» Task to carry out: Identify all lines below that hold "ceiling" and collect them.

(Beginning of Information supplied)

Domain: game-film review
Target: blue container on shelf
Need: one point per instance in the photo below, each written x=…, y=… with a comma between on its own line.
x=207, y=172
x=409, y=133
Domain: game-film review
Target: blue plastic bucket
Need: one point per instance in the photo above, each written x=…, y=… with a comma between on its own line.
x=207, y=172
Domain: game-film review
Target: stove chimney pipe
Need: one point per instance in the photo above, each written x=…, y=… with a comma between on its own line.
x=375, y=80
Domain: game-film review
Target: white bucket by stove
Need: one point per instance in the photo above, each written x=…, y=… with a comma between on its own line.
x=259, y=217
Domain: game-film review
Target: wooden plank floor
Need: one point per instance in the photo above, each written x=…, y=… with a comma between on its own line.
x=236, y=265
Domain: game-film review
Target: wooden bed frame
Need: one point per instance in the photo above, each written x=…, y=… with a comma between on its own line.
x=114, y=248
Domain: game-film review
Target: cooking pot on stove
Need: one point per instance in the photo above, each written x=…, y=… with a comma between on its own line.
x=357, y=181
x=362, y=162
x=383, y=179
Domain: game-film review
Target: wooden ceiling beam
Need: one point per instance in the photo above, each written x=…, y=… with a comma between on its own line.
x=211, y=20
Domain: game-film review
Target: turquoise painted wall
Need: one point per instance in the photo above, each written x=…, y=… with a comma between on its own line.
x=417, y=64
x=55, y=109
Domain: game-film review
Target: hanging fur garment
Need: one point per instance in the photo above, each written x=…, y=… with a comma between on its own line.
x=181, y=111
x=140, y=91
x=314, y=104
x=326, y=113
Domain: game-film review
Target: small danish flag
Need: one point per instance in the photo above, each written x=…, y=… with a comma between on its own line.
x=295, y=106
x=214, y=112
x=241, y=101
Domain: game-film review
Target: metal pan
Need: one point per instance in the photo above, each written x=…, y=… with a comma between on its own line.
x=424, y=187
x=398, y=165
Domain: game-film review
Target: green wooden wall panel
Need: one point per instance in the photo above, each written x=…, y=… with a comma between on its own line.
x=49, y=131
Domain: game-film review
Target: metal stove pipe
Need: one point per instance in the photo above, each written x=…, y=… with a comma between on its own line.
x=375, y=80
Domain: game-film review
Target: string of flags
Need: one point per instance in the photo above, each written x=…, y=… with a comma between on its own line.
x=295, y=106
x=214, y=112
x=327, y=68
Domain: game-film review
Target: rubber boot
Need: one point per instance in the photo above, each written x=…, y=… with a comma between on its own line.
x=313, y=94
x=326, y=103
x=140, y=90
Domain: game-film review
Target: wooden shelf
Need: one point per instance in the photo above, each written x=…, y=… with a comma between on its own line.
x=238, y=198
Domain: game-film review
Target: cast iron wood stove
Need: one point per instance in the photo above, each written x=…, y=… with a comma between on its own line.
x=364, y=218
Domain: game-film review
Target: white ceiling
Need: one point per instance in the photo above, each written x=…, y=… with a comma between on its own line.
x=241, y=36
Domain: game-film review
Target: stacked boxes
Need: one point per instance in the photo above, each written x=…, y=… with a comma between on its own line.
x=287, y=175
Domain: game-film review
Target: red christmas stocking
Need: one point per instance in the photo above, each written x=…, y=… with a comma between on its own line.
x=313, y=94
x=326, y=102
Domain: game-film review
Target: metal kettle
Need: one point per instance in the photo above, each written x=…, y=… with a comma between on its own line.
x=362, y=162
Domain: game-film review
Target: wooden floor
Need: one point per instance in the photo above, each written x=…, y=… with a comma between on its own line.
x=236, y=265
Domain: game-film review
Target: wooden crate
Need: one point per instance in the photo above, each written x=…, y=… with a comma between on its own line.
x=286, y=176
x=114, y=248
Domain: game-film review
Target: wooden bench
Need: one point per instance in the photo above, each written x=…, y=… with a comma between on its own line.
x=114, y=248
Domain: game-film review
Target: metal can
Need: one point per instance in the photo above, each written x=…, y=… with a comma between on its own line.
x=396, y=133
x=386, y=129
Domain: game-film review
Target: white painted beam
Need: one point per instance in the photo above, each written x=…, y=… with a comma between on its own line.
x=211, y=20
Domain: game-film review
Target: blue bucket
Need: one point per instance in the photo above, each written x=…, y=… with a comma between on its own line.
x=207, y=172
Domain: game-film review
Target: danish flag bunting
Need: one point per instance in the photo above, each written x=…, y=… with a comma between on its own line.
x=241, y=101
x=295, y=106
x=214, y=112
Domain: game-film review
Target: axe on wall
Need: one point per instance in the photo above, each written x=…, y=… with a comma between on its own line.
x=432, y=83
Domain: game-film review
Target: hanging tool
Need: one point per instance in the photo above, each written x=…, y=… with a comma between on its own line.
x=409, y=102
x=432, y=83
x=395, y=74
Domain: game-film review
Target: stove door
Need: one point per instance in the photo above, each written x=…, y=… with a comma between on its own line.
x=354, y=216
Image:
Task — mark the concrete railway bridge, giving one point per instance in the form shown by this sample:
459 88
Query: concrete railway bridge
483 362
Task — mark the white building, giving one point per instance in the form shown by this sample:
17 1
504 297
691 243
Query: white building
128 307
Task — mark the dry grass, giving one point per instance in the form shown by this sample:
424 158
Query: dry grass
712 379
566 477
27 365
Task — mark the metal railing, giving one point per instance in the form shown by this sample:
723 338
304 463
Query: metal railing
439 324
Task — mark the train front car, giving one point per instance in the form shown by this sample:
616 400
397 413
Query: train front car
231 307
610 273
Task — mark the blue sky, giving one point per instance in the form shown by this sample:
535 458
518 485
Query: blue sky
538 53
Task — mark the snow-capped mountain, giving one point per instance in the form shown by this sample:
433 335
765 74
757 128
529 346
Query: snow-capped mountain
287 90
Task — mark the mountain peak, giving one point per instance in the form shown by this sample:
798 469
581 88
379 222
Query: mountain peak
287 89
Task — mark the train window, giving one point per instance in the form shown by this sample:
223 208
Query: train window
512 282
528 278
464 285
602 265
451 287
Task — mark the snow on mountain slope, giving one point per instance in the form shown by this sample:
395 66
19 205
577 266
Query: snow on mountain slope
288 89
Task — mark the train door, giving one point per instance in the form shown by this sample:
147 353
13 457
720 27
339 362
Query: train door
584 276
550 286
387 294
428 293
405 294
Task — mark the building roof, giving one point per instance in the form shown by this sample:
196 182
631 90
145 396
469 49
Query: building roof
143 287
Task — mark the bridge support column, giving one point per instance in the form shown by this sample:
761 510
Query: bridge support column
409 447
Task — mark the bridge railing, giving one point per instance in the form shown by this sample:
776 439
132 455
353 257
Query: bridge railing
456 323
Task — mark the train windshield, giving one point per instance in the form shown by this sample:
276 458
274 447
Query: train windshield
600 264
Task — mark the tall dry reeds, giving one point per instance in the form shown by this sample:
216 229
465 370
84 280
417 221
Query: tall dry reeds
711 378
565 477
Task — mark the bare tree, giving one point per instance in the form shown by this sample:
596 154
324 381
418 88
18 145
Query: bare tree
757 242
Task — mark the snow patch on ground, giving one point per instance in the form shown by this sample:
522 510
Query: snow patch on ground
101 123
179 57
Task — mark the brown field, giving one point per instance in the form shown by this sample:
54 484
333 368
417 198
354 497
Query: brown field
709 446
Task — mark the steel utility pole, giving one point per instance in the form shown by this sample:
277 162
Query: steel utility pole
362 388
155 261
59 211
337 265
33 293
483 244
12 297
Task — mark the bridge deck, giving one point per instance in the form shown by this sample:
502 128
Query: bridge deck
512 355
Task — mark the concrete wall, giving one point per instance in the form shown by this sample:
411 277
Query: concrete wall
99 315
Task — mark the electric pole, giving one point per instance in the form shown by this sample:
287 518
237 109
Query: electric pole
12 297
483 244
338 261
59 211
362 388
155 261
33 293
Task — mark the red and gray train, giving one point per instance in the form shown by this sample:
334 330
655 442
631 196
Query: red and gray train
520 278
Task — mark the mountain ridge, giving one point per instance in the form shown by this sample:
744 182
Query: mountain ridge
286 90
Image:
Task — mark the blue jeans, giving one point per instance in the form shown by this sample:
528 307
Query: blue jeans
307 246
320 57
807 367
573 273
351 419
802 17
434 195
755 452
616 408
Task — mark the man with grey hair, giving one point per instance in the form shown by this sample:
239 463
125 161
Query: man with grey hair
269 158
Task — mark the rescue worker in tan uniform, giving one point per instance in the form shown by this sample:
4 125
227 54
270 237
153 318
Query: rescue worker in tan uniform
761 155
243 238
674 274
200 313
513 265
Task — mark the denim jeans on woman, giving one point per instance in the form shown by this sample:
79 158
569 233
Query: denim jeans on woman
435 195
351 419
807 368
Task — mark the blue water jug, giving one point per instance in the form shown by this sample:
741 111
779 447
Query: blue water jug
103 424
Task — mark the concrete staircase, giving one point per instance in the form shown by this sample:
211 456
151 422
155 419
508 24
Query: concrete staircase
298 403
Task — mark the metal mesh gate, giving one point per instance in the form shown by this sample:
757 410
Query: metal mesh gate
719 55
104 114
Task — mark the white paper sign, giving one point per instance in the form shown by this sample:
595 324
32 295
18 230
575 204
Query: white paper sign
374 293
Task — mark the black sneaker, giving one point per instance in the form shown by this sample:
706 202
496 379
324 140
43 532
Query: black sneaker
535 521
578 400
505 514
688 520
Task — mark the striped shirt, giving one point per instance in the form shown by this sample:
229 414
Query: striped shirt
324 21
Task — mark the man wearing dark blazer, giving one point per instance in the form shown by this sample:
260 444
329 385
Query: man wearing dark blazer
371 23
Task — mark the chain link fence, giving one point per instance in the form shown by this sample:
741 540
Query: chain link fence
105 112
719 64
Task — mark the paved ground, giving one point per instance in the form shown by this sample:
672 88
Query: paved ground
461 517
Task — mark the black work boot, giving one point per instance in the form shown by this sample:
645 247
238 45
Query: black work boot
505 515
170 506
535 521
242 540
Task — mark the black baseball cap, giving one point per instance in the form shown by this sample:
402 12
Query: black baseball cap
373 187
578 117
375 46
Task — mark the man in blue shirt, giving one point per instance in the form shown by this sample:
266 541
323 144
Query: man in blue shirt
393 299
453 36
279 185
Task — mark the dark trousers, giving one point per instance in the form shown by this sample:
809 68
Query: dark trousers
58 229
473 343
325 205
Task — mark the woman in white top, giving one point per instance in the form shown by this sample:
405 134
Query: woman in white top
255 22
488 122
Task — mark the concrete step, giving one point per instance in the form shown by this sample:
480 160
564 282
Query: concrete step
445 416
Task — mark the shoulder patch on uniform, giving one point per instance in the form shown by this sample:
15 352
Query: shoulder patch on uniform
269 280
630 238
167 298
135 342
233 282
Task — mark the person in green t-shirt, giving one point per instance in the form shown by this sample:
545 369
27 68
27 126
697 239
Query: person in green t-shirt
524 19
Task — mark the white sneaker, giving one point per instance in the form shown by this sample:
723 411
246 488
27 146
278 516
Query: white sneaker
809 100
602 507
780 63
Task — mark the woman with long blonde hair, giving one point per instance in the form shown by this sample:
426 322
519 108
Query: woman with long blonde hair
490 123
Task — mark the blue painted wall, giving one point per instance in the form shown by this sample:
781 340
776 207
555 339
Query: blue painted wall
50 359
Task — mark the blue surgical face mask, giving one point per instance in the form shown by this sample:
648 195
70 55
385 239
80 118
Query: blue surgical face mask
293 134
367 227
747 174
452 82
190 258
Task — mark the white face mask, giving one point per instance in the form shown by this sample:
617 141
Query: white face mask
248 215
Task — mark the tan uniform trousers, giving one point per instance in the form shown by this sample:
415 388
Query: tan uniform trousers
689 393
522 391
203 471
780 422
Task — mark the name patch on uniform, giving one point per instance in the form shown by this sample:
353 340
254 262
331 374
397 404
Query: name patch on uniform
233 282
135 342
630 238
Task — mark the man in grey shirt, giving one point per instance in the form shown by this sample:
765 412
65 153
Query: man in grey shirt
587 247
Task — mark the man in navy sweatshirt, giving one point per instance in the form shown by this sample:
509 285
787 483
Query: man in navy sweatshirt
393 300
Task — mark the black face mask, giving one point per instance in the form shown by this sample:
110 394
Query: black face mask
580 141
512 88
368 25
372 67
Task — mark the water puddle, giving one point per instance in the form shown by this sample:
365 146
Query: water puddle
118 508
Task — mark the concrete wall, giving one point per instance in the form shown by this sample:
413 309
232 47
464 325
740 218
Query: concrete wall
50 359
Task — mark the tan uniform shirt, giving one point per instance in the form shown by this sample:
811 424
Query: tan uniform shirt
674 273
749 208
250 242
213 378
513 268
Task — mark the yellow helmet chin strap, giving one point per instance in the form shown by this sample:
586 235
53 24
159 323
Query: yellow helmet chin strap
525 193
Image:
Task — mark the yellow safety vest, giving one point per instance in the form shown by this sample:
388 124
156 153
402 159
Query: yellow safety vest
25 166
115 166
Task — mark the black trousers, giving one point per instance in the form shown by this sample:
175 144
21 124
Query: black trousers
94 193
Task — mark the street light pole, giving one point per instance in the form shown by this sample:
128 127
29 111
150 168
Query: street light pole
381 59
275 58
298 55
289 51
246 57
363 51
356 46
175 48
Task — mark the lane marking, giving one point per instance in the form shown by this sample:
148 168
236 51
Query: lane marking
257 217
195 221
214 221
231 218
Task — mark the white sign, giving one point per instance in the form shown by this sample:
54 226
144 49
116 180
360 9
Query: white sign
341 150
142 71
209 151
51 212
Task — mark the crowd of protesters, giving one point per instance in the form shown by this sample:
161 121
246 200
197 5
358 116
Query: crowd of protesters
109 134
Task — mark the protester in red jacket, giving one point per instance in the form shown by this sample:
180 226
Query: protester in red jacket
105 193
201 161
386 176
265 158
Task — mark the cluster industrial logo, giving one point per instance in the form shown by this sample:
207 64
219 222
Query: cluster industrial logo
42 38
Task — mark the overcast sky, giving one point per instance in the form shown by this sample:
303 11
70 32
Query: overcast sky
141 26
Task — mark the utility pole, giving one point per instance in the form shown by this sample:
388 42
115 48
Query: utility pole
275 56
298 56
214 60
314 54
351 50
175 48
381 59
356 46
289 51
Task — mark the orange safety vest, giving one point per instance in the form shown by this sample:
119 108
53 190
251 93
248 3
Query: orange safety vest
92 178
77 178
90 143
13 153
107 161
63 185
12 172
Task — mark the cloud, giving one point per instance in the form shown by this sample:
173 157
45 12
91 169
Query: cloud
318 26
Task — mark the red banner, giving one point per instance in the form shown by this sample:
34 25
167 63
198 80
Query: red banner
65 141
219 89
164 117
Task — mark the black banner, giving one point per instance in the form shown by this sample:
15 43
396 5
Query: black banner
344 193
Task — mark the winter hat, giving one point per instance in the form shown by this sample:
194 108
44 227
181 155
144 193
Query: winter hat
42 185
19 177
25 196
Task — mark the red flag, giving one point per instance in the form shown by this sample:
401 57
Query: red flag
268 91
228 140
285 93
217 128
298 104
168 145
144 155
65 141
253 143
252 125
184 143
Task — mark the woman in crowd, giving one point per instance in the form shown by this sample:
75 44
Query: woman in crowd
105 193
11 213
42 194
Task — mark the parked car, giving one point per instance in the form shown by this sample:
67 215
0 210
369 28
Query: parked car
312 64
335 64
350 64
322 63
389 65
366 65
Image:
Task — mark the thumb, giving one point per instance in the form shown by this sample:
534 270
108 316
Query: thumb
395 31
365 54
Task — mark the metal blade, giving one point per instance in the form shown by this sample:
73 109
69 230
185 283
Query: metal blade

(End of Information supplied)

» Written response:
Target: wooden ceiling beam
Target: white ceiling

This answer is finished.